-------- SUPPLIED INFORMATION

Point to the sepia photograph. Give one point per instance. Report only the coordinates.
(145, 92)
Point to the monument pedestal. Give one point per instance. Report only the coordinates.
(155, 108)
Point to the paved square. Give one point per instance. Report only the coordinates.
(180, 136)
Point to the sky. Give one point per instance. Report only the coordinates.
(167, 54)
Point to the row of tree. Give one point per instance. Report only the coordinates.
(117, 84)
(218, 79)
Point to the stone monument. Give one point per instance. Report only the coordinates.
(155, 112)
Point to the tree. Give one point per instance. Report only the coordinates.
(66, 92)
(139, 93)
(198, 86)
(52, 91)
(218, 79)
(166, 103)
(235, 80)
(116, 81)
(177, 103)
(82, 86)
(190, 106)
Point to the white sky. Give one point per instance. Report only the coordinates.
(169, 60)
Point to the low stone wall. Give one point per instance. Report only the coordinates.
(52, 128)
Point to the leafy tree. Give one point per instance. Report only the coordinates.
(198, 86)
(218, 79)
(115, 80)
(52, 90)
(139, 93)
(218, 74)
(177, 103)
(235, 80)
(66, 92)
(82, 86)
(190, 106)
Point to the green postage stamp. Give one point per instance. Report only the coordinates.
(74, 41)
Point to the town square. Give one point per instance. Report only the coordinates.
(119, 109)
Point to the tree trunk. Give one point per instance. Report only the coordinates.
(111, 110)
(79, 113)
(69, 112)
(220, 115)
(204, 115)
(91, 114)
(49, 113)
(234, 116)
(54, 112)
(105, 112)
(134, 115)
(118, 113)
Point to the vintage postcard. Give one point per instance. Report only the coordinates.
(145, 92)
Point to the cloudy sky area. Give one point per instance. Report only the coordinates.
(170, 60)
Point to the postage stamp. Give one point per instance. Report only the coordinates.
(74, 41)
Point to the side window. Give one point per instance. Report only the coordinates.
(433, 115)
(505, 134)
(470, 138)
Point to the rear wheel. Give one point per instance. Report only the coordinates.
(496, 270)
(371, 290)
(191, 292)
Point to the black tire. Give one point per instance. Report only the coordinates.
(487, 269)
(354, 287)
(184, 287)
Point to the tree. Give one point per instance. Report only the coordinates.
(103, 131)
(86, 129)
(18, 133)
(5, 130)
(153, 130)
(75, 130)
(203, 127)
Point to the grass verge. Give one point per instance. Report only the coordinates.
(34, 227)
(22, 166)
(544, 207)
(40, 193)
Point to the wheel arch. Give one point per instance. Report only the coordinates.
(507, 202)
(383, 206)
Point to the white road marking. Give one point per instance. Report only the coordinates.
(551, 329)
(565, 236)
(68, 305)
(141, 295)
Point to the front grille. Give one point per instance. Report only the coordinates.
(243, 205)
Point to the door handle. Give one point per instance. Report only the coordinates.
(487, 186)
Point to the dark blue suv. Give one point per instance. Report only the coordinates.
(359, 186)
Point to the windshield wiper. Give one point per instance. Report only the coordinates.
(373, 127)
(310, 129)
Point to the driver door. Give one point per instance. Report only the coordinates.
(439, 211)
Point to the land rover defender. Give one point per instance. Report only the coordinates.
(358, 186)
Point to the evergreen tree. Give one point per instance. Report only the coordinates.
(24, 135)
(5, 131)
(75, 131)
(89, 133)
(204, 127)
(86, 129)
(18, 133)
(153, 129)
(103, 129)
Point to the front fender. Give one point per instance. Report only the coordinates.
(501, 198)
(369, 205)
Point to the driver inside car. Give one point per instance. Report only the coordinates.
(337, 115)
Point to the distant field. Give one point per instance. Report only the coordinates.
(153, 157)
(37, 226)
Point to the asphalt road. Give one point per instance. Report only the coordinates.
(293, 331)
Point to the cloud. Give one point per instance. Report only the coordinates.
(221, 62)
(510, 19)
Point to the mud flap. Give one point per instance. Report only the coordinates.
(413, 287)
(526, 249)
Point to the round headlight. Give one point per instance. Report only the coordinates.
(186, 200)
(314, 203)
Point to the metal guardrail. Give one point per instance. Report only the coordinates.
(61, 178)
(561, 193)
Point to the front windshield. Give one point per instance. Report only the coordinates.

----------------

**GIVEN REQUEST:**
In full and verbatim, repeat the records given above.

**THE REPLY:**
Point to the sepia photograph. Give one point per instance. Report only the coordinates.
(145, 92)
Point to the monument pedestal. Give one point per instance. Report only the coordinates.
(155, 108)
Point to the paved square. Give one point per instance. Report only the coordinates.
(180, 136)
Point to the sky. Give one point per instance. Report only the coordinates.
(167, 54)
Point to the row of tree. Give one point per instance. Report only the coordinates.
(117, 84)
(218, 79)
Point to the stone monument. Give one point per instance. Report only the coordinates.
(155, 112)
Point to the tree. Give one point per instance. Report only the coordinates.
(66, 92)
(139, 93)
(198, 86)
(52, 91)
(218, 79)
(166, 103)
(235, 80)
(116, 81)
(177, 103)
(82, 86)
(190, 106)
Point to the white sky. Give one point per instance. Report only the coordinates.
(169, 60)
Point to the low stone wall. Give one point per instance. Report only the coordinates.
(52, 128)
Point to the leafy tree. Give one point per instance. Report only the coordinates.
(198, 86)
(218, 79)
(115, 80)
(52, 90)
(139, 93)
(218, 74)
(177, 103)
(235, 80)
(66, 92)
(82, 86)
(190, 106)
Point to the green postage stamp. Give one point per instance. Report only the coordinates.
(74, 41)
Point to the town square. Give one point per instance. Report only the coordinates.
(119, 109)
Point to the tree trunk. Give one point per instance. Report only the coordinates.
(111, 110)
(79, 113)
(69, 112)
(220, 115)
(204, 115)
(91, 114)
(49, 113)
(234, 116)
(54, 112)
(105, 112)
(134, 115)
(118, 113)
Point to the vintage postcard. Give one point per instance. Report only the coordinates.
(145, 92)
Point to the cloudy sky area. Give one point per instance. Report only the coordinates.
(170, 60)
Point to the postage stamp. Give one point per instance. Report only the coordinates.
(74, 41)
Point to the side window. Give one point per instance. Report only the coordinates.
(433, 115)
(505, 134)
(470, 138)
Point to the rear wheel. Give one point per instance. Report only the coordinates.
(496, 270)
(371, 290)
(191, 292)
Point to the black tire. Give one point per instance. Report only the coordinates.
(487, 269)
(354, 287)
(184, 287)
Point to the tree. Give one point per instance. Report only the coordinates.
(103, 131)
(86, 129)
(18, 133)
(5, 130)
(153, 130)
(75, 130)
(203, 127)
Point to the grass verge. Give one point per instance. Report only the coordinates.
(34, 227)
(22, 166)
(544, 207)
(40, 193)
Point to the wheel arch. Give one point per instance. Report only the coordinates.
(507, 202)
(383, 206)
Point to the white road marking. Give one point per instance. Report only the coordinates.
(551, 329)
(565, 236)
(68, 305)
(141, 295)
Point to the front grille. Give one point per instance. Report only the coordinates.
(243, 205)
Point to the door handle. Give one point per instance. Report only the coordinates.
(487, 186)
Point to the dark blue suv. Give one point per instance. Report only the coordinates.
(359, 186)
Point to the windshield wiper. Give one point per instance. Report only the coordinates.
(373, 127)
(310, 129)
Point to the driver door. Give one point per instance. Report only the coordinates.
(439, 211)
Point to the land rover defender. Give one point per instance. Report only the coordinates.
(358, 186)
Point to the evergreen tree. Give one point per instance. Report only the coordinates.
(24, 135)
(5, 131)
(75, 131)
(89, 133)
(204, 127)
(86, 129)
(18, 133)
(153, 129)
(103, 129)
Point to the front fender. Give one point per instance. Report only the coordinates.
(501, 198)
(369, 205)
Point to the driver inside car. Give one point per instance. Report only the coordinates.
(337, 115)
Point to the distant field. Give one point per instance. Report only the coordinates.
(153, 157)
(37, 226)
Point to the asphalt road. Give one point per instance. Report only the coordinates.
(293, 331)
Point to the cloud. Give one point per instance. Report only the coordinates.
(221, 62)
(510, 19)
Point to the mud flap. Give one point per instance. Report only the coordinates.
(413, 287)
(526, 249)
Point to the round headlight. Give one point per instance. Report only the coordinates.
(186, 200)
(314, 203)
Point to the metal guardrail. Give one point per instance. Report only the coordinates.
(61, 178)
(561, 193)
Point to the front windshield. Give one point per instance. Report only the coordinates.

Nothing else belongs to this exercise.